## Given text:
════════════════

Is Sizewell C actually going to be built?

Boris Johnson has said negotiations could be finalised in the coming weeks.

By Oscar Williams

It was going to be the last major transgression of Boris Johnson’s premiership. The Prime Minister had been widely expected this week to sign off on plans for the government to take a stake in the controversial development of Sizewell C, a new nuclear power plant on the Suffolk coastline. The pledge would have broken with the convention that outgoing prime ministers avoid making new funding commitments but Johnson, true to form, appeared ready to press on.

Yet when the opportunity came, the Prime Minister took a different approach. Rather than revealing that the state was prepared to acquire 20 per cent of the development, which is predicted to cost more than £20bn, Johnson committed £700m to its construction from an existing funding pot. The next government will have to commit significantly more – as much as £6bn – if it is to secure a deal with the French energy giant EDF and other investors to kickstart the build.

Nevertheless, Johnson struck an optimistic tone in his speech on Thursday (1 September). “In the course of the next few weeks I am absolutely confident that it will get over the line,” he said at Sizewell. “Let’s think about the future. Let’s think about our kids and our grandchildren, about the next generation. So I say to you, with the prophetic candour and clarity of one who is about to hand over the torch of office, I say go nuclear and go large and go with Sizewell C.”

════════════════

## Extracted material:
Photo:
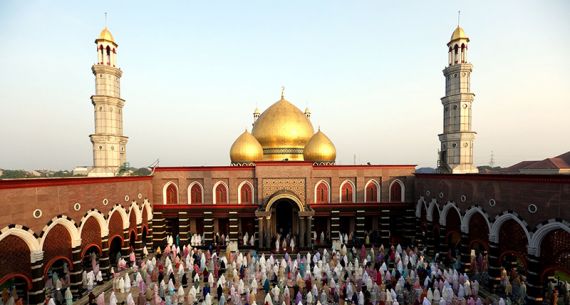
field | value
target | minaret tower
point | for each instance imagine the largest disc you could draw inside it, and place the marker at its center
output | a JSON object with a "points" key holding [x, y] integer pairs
{"points": [[109, 144], [456, 155]]}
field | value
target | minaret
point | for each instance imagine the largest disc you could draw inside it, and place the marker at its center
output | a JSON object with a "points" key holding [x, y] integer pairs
{"points": [[456, 155], [109, 144]]}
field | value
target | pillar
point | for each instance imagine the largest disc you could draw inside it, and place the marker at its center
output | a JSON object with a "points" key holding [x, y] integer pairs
{"points": [[429, 240], [385, 227], [75, 275], [442, 248], [138, 242], [149, 237], [534, 284], [159, 236], [309, 238], [335, 225], [360, 225], [234, 226], [261, 232], [104, 264], [183, 227], [208, 228], [36, 294], [465, 253], [494, 270], [302, 232]]}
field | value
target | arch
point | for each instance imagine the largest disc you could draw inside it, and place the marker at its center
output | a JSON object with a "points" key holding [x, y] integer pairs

════════════════

## Given instruction 1:
Pick out each line of the records that contains the string "minaret", treating uppercase and lowercase letters as different.
## Given instruction 2:
Carry the Sizewell C article forward, starting right after its final sentence.

## Task result 1:
target | minaret tower
target | minaret

## Task result 2:
Nuclear power plants are fraught with financial risk, subject to spiralling costs and typically do not begin to deliver a return for several years after they are finished. Some experts have estimated that Sizewell C will take a decade and a half to build. EDF, the only viable developer, therefore expects the government to step in to de-risk the project. Ministers are promising not only to invest taxpayer money up front, but also levy an extra fee on consumers’ energy bills to ensure EDF starts earning a return on its investment before the power station comes online.

This has led to a major row over how much consumers will be expected to contribute towards the project. The government has said the surcharge will peak at £1 a month for a typical household, but campaigners contend that this is based on the most optimistic scenario and that payments could be three times higher. John Armitt, chair of the National Infrastructure Commission (NIC), told the Financial Times in May that the government needed to “come clean” with the public over the impact of new nuclear developments on energy bills.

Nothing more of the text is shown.